** Task brief **
Gather every line below that contains the word "sheep" and copy each one. Case counts.

** Data supplied **
************

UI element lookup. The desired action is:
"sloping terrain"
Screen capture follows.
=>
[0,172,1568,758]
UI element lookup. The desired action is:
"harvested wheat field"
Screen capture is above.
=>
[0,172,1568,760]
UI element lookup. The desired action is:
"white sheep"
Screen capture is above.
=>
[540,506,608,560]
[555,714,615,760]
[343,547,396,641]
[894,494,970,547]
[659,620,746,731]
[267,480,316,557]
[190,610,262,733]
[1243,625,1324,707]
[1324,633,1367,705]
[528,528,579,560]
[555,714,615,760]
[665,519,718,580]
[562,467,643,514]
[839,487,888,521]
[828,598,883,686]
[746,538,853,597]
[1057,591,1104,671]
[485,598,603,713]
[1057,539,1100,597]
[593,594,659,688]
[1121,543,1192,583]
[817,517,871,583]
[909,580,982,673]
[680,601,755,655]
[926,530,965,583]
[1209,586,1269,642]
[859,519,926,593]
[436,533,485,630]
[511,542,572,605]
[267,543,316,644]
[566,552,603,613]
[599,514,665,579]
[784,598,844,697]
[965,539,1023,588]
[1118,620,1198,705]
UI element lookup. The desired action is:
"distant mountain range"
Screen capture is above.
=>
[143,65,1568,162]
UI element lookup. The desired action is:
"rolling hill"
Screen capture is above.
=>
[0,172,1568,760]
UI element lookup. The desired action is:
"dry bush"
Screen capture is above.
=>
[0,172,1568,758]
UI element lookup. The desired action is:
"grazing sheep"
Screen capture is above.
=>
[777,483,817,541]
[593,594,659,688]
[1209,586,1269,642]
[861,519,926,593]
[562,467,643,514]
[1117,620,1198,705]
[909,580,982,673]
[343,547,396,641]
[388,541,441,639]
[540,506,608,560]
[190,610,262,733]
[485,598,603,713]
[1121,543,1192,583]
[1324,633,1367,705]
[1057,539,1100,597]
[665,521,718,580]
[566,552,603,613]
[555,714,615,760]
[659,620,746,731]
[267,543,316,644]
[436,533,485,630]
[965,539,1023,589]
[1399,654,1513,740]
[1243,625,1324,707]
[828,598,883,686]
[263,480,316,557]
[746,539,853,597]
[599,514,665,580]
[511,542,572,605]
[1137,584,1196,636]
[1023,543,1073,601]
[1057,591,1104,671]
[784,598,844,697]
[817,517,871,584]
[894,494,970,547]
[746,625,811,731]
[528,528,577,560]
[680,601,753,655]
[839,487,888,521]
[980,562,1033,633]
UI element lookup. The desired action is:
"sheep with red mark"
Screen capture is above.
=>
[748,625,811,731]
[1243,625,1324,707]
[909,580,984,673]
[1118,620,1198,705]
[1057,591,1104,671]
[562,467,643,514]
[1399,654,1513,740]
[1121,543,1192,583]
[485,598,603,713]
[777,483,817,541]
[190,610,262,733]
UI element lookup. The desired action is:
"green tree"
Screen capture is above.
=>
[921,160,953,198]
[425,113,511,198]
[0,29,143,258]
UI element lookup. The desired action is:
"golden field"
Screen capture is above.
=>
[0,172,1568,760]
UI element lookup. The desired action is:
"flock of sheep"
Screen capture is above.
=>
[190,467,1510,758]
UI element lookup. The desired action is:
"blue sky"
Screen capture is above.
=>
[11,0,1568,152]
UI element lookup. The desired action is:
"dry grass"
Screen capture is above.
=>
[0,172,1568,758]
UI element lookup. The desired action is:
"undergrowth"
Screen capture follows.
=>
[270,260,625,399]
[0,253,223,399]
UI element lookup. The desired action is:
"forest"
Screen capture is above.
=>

************

** Full answer **
"white sheep"
"grazing sheep"
"sheep with red mark"
"flock of sheep"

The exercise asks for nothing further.